EXERCISE OBJECTIVE: Output every entry exactly as given.

- - -

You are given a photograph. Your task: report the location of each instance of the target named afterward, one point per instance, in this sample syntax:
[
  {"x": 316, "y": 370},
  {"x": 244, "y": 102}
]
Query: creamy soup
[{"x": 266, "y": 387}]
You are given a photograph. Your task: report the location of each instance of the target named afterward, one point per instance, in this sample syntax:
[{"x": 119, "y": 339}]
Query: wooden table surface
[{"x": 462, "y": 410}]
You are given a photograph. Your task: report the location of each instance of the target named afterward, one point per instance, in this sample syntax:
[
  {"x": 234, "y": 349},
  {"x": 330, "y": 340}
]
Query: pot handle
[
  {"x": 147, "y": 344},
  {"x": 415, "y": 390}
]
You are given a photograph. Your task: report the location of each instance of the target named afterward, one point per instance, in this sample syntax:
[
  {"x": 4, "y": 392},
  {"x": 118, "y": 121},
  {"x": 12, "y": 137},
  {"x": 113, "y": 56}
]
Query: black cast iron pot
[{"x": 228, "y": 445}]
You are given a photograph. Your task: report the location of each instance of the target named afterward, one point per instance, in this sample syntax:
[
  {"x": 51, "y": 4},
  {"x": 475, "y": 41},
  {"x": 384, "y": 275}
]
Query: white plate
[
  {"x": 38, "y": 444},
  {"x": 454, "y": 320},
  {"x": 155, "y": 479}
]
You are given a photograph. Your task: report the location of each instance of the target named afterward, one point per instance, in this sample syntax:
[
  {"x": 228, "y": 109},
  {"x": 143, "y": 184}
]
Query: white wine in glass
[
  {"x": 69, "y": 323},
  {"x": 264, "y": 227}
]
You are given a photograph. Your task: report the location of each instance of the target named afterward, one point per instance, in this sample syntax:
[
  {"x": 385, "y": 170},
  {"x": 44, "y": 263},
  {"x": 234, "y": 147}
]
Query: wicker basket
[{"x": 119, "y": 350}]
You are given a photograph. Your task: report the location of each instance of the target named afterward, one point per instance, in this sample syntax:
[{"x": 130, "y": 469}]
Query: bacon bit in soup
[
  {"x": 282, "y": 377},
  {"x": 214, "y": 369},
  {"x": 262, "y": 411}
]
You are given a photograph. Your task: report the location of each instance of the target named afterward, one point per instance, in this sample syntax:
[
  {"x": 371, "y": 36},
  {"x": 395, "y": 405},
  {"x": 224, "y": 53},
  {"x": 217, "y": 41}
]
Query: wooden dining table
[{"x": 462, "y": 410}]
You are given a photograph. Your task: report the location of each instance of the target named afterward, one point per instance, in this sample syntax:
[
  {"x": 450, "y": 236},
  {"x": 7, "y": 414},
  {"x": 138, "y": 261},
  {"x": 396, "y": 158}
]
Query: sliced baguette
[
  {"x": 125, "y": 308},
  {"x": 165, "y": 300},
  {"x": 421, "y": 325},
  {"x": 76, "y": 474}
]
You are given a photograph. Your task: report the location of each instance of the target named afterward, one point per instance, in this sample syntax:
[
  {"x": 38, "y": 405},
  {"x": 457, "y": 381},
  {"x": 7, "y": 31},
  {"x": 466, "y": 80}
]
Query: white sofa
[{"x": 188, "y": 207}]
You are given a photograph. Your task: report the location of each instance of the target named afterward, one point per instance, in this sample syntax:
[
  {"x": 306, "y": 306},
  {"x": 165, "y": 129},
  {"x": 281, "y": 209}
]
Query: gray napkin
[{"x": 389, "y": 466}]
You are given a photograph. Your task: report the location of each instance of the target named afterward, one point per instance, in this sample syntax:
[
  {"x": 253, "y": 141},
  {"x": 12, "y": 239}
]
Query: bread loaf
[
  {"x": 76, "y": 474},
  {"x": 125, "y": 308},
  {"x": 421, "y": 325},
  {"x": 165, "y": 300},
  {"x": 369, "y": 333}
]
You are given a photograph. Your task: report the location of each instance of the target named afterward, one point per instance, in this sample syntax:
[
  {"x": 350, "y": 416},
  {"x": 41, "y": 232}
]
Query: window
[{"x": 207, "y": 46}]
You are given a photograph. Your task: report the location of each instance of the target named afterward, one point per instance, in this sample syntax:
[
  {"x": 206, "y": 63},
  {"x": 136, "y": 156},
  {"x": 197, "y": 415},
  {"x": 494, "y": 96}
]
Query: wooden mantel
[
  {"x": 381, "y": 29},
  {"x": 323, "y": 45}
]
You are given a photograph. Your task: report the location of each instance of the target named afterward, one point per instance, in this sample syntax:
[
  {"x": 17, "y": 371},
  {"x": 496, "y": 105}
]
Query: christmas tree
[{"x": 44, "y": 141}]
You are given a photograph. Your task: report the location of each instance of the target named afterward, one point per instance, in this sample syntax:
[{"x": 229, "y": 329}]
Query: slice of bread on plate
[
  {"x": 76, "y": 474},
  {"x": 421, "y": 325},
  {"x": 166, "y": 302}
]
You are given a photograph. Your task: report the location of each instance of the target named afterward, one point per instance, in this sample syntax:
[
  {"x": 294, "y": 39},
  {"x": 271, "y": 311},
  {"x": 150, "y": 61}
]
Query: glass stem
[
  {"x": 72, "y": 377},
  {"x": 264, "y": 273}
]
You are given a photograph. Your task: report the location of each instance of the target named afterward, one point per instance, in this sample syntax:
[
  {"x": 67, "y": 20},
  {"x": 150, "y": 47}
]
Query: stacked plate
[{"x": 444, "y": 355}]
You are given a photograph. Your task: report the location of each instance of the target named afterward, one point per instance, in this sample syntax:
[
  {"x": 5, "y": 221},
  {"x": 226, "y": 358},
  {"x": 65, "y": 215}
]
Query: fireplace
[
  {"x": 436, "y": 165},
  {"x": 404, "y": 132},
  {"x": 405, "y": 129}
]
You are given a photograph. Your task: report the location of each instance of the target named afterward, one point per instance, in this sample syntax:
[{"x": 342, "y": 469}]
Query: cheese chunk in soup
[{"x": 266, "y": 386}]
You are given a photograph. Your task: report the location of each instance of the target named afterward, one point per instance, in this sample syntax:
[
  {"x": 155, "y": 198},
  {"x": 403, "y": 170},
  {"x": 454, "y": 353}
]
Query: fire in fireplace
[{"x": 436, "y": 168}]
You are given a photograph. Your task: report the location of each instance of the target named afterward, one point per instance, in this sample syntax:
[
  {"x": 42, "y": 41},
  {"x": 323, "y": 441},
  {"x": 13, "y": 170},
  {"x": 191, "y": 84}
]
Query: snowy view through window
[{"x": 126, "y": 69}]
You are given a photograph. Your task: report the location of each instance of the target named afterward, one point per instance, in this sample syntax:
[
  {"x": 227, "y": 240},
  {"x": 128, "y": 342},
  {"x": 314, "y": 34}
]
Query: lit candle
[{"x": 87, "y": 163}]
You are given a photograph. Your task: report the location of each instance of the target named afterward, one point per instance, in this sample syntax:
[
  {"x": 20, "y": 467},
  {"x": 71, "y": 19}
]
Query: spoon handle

- - -

RESPONSE FOR THIS EXERCISE:
You are given a photograph. Your task: report the location of each instance of the target named afterward, one point per instance, in this sample syntax:
[
  {"x": 316, "y": 370},
  {"x": 244, "y": 102}
]
Query: creamy soup
[{"x": 266, "y": 387}]
You are given a photograph. Your task: report the location of each instance of the target named afterward, one point per instance, in this sample syntax:
[{"x": 119, "y": 339}]
Query: wooden table surface
[{"x": 462, "y": 410}]
You are given a photograph. Your task: report the location of each instance of the target named afterward, one point per instance, in this sample syntax:
[
  {"x": 234, "y": 349},
  {"x": 330, "y": 340}
]
Query: pot handle
[
  {"x": 147, "y": 344},
  {"x": 415, "y": 390}
]
You are given a photograph. Your task: report the location of each instance of the target named afterward, one point per instance, in this sample syntax:
[
  {"x": 4, "y": 392},
  {"x": 118, "y": 121},
  {"x": 12, "y": 137},
  {"x": 113, "y": 56}
]
Query: black cast iron pot
[{"x": 228, "y": 445}]
You are given a photograph. Your task: report the location of each instance of the target named afterward, one point per instance, in this sample syntax:
[
  {"x": 51, "y": 4},
  {"x": 475, "y": 41},
  {"x": 384, "y": 275}
]
Query: white plate
[
  {"x": 38, "y": 444},
  {"x": 454, "y": 320},
  {"x": 155, "y": 479}
]
You are given a photograph. Your task: report the location of each instance of the target named afterward, one point per instance, in this sample syntax:
[
  {"x": 228, "y": 109},
  {"x": 143, "y": 184}
]
Query: white wine in glass
[
  {"x": 69, "y": 323},
  {"x": 264, "y": 227}
]
You are given a photograph. Your task: report the location of each instance of the target named afterward, one point per instance, in this sample syntax:
[
  {"x": 385, "y": 170},
  {"x": 44, "y": 263},
  {"x": 234, "y": 147}
]
Query: wicker basket
[{"x": 119, "y": 350}]
You are given a photograph. Your task: report the location of each instance of the target named afterward, one point per instance, in this sample syntax:
[{"x": 130, "y": 469}]
Query: bacon bit in soup
[
  {"x": 282, "y": 377},
  {"x": 214, "y": 369},
  {"x": 262, "y": 411}
]
You are given a photograph. Your task: report the location of each instance of the target named afterward, one point per instance, in this sample syntax:
[
  {"x": 371, "y": 36},
  {"x": 395, "y": 405},
  {"x": 224, "y": 53},
  {"x": 217, "y": 41}
]
Query: wooden dining table
[{"x": 462, "y": 410}]
You are given a photograph. Your task: report the location of each instance of the target named afterward, one point per instance, in this sample syntax:
[
  {"x": 450, "y": 236},
  {"x": 7, "y": 414},
  {"x": 138, "y": 261},
  {"x": 396, "y": 158}
]
Query: sliced baguette
[
  {"x": 125, "y": 308},
  {"x": 165, "y": 300},
  {"x": 421, "y": 325},
  {"x": 76, "y": 474}
]
You are given a photograph. Your task: report the location of each instance of the target named afterward, one point per instance, in this sample syntax:
[
  {"x": 38, "y": 405},
  {"x": 457, "y": 381},
  {"x": 7, "y": 31},
  {"x": 466, "y": 80}
]
Query: white sofa
[{"x": 188, "y": 207}]
You are given a photograph. Your task: report the location of each instance of the target named afterward, one point per instance, in this sample syntax:
[
  {"x": 306, "y": 306},
  {"x": 165, "y": 129},
  {"x": 281, "y": 209}
]
Query: gray napkin
[{"x": 389, "y": 466}]
You are given a photograph. Your task: report the location of each instance of the target named afterward, one point per instance, in this sample syntax:
[
  {"x": 253, "y": 141},
  {"x": 12, "y": 239}
]
Query: bread loaf
[
  {"x": 76, "y": 474},
  {"x": 125, "y": 308},
  {"x": 421, "y": 325},
  {"x": 165, "y": 300},
  {"x": 369, "y": 333}
]
You are given a photograph. Your task: report the location of each instance of the target named afterward, one point per instance, in this sample syntax:
[
  {"x": 350, "y": 416},
  {"x": 41, "y": 232}
]
Query: window
[{"x": 207, "y": 46}]
You are given a photograph. Your task: report the location of each instance of the target named afterward, one point per instance, in this sample syntax:
[
  {"x": 206, "y": 63},
  {"x": 136, "y": 156},
  {"x": 197, "y": 415},
  {"x": 494, "y": 96}
]
Query: wooden mantel
[
  {"x": 381, "y": 29},
  {"x": 323, "y": 45}
]
You are given a photograph. Your task: report the location of each instance of the target named afterward, one point per instance, in this sample syntax:
[
  {"x": 17, "y": 371},
  {"x": 496, "y": 105}
]
Query: christmas tree
[{"x": 44, "y": 141}]
You are given a photograph. Your task: report the location of each instance of the target named afterward, one point per instance, in this sample syntax:
[{"x": 229, "y": 329}]
Query: slice of bread on plate
[
  {"x": 76, "y": 474},
  {"x": 421, "y": 325},
  {"x": 166, "y": 302}
]
You are given a photograph. Your task: report the location of each instance of the target named afterward, one point per instance, in this sample syntax:
[
  {"x": 294, "y": 39},
  {"x": 271, "y": 311},
  {"x": 150, "y": 61}
]
Query: glass stem
[
  {"x": 72, "y": 377},
  {"x": 264, "y": 273}
]
You are given a photograph. Your task: report the location of each instance of the target named afterward, one point per instance, in this sample syntax:
[
  {"x": 67, "y": 20},
  {"x": 150, "y": 47}
]
Query: stacked plate
[{"x": 444, "y": 355}]
You are given a photograph. Your task: report the location of each instance of the target named afterward, one point per instance, in this sample syntax:
[
  {"x": 5, "y": 221},
  {"x": 226, "y": 358},
  {"x": 65, "y": 215}
]
Query: fireplace
[
  {"x": 436, "y": 165},
  {"x": 404, "y": 132},
  {"x": 405, "y": 129}
]
You are given a photograph. Your task: report the location of each instance of the target named afterward, one point per instance, in this sample syntax:
[{"x": 342, "y": 469}]
Query: cheese chunk in soup
[{"x": 266, "y": 386}]
You are given a photograph. Your task: report the location of each instance of the target named afterward, one point per instance, in this sample syntax:
[
  {"x": 155, "y": 198},
  {"x": 403, "y": 170},
  {"x": 454, "y": 353}
]
Query: fire in fireplace
[{"x": 436, "y": 168}]
You are given a photograph. Your task: report the location of each instance of the target named afterward, one point per instance, in this sample syntax:
[
  {"x": 42, "y": 41},
  {"x": 323, "y": 441},
  {"x": 13, "y": 170},
  {"x": 191, "y": 84}
]
Query: snowy view through window
[{"x": 126, "y": 69}]
You are given a photograph. Your task: report the location of each instance of the target named afterward, one point per instance, in this sample syntax:
[
  {"x": 227, "y": 240},
  {"x": 128, "y": 342},
  {"x": 314, "y": 34}
]
Query: lit candle
[{"x": 87, "y": 163}]
You are given a photograph. Your task: report the location of each instance of the target named afterward, one point per instance, in this sample syntax:
[
  {"x": 20, "y": 467},
  {"x": 71, "y": 19}
]
Query: spoon handle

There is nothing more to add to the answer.